O QUE FAZER -
1. Indique se cada afirmação abaixo está de acordo com o trecho sobre inteligência artificial, respondendo sim ou não e citando literalmente as palavras do trecho que decidem a questão. (a) Sérgio Zacarelli considera os pacotes "de prateleira" de inteligência artificial mais marketing que tecnologia. (b) Para Zacarelli, o aprendizado de máquina pode ser oferecido da mesma forma a todos os clientes. (c) Câmara informa quanto foi investido.
2. Prossiga com o trecho sobre inteligência artificial a partir da última frase apresentada.

TRECHO PARA LEITURA -
Como contraponto, Sérgio Zacarelli, especialista de big data do SAS Brasil, é cético em relação aos pacotes “de prateleira” de inteligência artificial. Para ele, são muito mais marketing que tecnologia e não irão muito além dos chatbots de atendimento e soluções para servir demandas específicas. 

“Aprendizado de máquina, por exemplo, é uma solução que não pode ser commoditizada, porque a modelagem e a análise dos dados é única para cada cliente. Em outras palavras, o que serve para um não serve para outro. Além disso, grandes empresas que trabalham com dados sensíveis têm receio de utilizar soluções de análise de dados baseadas na nuvem, por questões de segurança”, explica Zacarelli. 

**INVESTIMENTO.** “Como regra geral, o valor de investimento nos sistemas de IA costuma ser muito baixo comparado ao retorno projetado”, garante Teodoro Calvo, consultor de pré-vendas do SAS Brasil. Além do investimento para colocar a solução no ar, há o gasto operacional para treinar os mecanismos de IA, e é desejável uma constante renovação da tecnologia empregada.“O benefício é muito maior que o custo”, confirma Câmara, sem poder revelar valores, no entanto.

AMOSTRA DE DADOS -
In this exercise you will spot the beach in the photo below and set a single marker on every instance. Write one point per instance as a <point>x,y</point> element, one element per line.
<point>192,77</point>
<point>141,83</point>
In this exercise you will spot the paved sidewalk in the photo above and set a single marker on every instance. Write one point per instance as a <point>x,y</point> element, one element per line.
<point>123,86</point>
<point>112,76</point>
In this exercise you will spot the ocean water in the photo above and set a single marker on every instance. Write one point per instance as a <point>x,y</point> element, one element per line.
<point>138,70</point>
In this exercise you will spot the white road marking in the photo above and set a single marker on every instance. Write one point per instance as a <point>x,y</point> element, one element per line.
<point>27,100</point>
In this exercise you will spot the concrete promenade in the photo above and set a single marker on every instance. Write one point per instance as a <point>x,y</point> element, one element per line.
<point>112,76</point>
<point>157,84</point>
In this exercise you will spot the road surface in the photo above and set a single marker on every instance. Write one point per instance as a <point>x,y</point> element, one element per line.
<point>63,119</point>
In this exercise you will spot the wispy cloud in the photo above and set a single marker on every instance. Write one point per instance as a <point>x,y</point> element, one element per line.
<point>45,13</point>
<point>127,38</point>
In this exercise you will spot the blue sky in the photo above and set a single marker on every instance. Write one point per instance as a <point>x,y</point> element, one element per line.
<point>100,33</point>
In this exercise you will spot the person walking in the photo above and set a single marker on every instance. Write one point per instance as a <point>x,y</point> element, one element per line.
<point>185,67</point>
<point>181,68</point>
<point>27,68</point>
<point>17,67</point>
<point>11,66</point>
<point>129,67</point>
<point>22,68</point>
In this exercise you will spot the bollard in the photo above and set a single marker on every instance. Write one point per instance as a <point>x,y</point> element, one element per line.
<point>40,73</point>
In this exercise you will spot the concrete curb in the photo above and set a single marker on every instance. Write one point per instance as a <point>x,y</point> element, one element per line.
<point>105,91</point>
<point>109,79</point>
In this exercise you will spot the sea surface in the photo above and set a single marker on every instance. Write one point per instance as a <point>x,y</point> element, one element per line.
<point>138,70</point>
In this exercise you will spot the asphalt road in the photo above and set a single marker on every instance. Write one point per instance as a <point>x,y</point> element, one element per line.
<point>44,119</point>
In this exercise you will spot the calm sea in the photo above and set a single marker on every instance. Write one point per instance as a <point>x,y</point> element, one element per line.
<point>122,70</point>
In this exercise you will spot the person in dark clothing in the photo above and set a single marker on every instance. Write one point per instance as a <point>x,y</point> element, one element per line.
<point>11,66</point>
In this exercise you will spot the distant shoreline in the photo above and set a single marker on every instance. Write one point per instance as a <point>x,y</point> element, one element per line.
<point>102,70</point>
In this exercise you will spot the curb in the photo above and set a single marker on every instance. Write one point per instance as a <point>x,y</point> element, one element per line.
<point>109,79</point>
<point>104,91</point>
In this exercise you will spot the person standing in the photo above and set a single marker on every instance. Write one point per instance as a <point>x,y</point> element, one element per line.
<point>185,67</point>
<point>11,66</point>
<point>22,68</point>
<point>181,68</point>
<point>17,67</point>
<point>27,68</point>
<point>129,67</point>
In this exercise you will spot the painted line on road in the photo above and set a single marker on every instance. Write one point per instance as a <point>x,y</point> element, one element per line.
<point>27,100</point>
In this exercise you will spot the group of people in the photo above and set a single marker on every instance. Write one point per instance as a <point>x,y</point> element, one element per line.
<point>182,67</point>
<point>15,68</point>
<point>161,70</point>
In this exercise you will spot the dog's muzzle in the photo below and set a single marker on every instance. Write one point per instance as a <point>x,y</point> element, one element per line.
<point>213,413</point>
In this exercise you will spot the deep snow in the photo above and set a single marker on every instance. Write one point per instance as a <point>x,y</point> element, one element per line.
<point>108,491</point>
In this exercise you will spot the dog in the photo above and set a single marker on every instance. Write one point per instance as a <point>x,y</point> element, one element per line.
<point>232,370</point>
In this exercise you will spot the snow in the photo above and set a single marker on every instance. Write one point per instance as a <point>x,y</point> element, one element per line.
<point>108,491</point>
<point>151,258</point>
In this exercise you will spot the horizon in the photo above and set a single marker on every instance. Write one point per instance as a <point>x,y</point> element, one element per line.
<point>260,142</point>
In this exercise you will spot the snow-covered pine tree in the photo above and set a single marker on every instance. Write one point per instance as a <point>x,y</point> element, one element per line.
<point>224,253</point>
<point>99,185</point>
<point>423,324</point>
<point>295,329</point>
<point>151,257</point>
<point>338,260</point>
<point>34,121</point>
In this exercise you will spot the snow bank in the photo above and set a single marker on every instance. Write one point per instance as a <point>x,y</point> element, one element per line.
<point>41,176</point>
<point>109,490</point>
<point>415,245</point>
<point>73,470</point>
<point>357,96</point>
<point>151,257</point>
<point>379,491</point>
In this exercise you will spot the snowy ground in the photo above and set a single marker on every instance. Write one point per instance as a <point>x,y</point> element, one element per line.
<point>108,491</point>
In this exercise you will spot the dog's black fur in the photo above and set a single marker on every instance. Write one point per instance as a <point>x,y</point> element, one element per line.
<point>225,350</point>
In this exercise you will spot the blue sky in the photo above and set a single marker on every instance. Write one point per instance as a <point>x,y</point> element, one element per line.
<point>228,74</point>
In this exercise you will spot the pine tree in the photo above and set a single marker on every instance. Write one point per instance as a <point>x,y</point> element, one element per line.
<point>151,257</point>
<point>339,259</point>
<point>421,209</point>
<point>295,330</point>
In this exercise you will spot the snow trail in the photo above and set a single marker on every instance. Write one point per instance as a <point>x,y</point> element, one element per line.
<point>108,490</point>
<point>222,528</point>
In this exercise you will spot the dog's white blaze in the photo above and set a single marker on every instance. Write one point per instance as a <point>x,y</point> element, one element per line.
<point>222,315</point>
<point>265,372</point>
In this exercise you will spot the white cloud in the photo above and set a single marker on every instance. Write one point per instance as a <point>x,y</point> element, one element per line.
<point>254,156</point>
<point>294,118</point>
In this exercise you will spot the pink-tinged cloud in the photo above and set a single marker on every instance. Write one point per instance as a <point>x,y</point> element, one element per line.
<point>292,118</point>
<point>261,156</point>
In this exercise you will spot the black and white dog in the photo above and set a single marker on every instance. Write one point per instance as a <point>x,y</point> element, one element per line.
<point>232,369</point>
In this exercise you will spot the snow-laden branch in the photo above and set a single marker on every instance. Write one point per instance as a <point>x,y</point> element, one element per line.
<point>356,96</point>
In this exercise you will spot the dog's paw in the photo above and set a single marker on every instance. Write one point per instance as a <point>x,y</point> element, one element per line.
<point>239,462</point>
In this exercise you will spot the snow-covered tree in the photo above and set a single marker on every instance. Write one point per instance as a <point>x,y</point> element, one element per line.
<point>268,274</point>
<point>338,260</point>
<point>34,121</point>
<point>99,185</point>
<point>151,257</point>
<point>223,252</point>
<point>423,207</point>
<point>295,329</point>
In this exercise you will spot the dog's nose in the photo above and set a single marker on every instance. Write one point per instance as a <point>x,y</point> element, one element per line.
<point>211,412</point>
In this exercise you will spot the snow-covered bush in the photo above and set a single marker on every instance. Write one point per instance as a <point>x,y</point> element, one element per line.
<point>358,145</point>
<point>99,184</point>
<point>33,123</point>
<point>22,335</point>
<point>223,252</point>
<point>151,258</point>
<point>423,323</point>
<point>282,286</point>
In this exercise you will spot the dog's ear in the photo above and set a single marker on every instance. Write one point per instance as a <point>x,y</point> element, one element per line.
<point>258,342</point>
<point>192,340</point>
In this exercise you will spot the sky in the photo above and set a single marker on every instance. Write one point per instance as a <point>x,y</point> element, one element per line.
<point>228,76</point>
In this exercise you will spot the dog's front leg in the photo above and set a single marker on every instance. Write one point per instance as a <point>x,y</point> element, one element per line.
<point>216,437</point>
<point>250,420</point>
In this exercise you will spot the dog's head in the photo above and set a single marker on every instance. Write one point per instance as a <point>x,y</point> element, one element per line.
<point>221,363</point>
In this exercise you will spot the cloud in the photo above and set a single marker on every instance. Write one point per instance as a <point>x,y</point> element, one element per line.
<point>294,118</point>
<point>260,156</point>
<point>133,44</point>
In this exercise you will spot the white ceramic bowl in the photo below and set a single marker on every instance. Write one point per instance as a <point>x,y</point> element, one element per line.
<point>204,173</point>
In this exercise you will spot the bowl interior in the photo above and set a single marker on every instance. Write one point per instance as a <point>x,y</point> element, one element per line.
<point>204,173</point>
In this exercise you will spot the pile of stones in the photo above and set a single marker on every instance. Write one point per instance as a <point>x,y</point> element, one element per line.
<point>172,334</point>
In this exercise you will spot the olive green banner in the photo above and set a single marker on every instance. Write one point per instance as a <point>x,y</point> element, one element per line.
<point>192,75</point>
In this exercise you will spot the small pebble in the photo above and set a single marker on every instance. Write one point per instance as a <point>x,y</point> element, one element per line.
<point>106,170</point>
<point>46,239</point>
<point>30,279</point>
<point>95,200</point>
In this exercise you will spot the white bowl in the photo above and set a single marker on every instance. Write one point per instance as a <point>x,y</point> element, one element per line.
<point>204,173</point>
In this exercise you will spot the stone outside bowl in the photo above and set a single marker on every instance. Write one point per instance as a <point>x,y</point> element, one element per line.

RESPOSTAS -
1.
(a) Sim: "são muito mais marketing que tecnologia".
(b) Não: "o que serve para um não serve para outro".
(c) Não: "sem poder revelar valores, no entanto".

2.
Para Duque-Ribeiro, o custo do investimento em IA deve ser avaliado em função do custo de oportunidade de não fazer nada (e de, por isso, perder dados e pessoas que saibam processá-los). “Dados são o fundamento da economia digital. Empresas como Facebook, Google, Uber e Airbnb têm como alicerce competitivo a alavancagem dos dados. Sem dados e sem pessoas que lidem com eles, não há produtividade ou competitividade possíveis.” 

**E O GOVERNO?**

O que o governo brasileiro está fazendo diante da IA? “Por enquanto não temos nenhum programa específico para IA”, diz o secretário de Inovação do Mdic. “Estamos discutindo um plano nacional de IoT em que a IA entra como uma das tecnologias. Estamos finalizando também a Estratégia Digital Brasileira, e a IA entra como uma das tecnologias prioritárias para receber investimentos do governo e para gerar conhecimento na área de inovação.”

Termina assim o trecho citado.